• THE PROBLEM
Put the material from the line containing "Identify every instance of the flat" through the line containing "x=937 y=936", both included, into a Markdown table with the columns Row and Line. Number each row and skip any blank lines.

• PROVIDED RECORDS
— begin —
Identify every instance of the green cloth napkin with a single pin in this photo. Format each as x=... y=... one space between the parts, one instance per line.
— end —
— begin —
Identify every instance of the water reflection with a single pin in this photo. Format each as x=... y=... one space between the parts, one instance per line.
— end —
— begin —
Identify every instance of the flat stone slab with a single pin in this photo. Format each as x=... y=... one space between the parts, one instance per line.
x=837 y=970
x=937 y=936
— end —
• SOLUTION
| Row | Line |
|---|---|
| 1 | Identify every instance of the flat stone slab with a single pin in this photo. Format each as x=... y=... one space between the parts, one instance per line. |
| 2 | x=837 y=970 |
| 3 | x=937 y=936 |